START SUPPLIED TEXT

I've got a ManyToManyField in a user object and it's used to map the users that user is following. I'm trying to show a subset list of who they have most recently followed. Is there a trick in .order_by() that will allow me to sort by the id of the ManyToManyField? The data is there, right?
# (people the user is following)
following = models.ManyToManyField(User, related_name="following", blank=True)
theuser.following.filter(user__is_active=True).order_by("user__id")
That will give me a list of the users the user is following but ordered by when they joined. I want the order of the following list to be in order of when the user followed them.
I just found a way to do this without having to create a class for the relationship. It relies on the extra
feature that lets you add additional columns to output. In your example it would look like:
theuser.following.filter(user__is_active=True)\
.extra(select={'creation_seq': 'appname_user_user_following.id'})\
.order_by("creation_seq")
Notice that appname_user_user_following
is the name of the relationship table Django creates under the covers. It's deterministic and something you can get and set via meta-mechanisms, but it's pretty much safe to hardcode.

END SUPPLIED TEXT
START RECORD EXTRACTS

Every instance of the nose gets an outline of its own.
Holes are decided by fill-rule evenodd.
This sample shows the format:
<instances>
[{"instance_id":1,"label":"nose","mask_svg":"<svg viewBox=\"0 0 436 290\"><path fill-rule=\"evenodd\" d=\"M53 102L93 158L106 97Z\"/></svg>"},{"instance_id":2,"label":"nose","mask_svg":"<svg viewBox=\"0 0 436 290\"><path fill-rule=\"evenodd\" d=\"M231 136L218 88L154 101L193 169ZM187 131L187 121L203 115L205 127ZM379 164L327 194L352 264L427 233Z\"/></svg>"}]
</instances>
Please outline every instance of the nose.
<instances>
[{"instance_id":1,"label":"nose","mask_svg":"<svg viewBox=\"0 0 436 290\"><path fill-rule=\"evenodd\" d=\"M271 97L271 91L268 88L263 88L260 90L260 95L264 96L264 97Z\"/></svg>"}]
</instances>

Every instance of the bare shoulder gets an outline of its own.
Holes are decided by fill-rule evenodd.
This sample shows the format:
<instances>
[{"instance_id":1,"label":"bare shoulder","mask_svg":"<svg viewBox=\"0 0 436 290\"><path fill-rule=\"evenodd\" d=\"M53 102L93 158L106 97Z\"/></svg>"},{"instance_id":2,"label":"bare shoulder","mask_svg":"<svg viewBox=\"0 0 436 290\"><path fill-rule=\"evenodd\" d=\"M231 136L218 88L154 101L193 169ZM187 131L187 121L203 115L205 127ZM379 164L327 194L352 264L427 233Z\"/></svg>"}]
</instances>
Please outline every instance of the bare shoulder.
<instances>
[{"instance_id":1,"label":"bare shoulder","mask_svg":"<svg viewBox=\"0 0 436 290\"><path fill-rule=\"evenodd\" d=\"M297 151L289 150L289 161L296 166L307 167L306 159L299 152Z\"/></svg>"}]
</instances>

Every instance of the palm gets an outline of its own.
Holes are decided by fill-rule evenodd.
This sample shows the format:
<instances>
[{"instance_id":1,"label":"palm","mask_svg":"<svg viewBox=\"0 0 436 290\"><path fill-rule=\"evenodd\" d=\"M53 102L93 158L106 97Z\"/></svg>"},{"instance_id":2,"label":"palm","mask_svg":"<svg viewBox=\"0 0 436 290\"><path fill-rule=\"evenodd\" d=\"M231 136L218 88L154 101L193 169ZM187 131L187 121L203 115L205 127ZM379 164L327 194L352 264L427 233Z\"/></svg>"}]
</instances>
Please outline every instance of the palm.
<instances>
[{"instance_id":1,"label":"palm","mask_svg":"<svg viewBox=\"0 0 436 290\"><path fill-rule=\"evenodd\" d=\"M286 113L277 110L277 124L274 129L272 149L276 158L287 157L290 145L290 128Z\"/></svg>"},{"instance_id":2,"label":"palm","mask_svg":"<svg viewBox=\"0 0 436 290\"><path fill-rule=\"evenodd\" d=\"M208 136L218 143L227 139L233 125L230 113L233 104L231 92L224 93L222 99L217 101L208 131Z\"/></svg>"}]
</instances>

END RECORD EXTRACTS

WHAT THE TASK ASKS: Reproduce the Django ManyToManyField ordering thread word for word, in full. The material has no connection to the text.

SOLVED PROBLEM:
I've got a ManyToManyField in a user object and it's used to map the users that user is following. I'm trying to show a subset list of who they have most recently followed. Is there a trick in .order_by() that will allow me to sort by the id of the ManyToManyField? The data is there, right?
# (people the user is following)
following = models.ManyToManyField(User, related_name="following", blank=True)
theuser.following.filter(user__is_active=True).order_by("user__id")
That will give me a list of the users the user is following but ordered by when they joined. I want the order of the following list to be in order of when the user followed them.
I just found a way to do this without having to create a class for the relationship. It relies on the extra
feature that lets you add additional columns to output. In your example it would look like:
theuser.following.filter(user__is_active=True)\
.extra(select={'creation_seq': 'appname_user_user_following.id'})\
.order_by("creation_seq")
Notice that appname_user_user_following
is the name of the relationship table Django creates under the covers. It's deterministic and something you can get and set via meta-mechanisms, but it's pretty much safe to hardcode.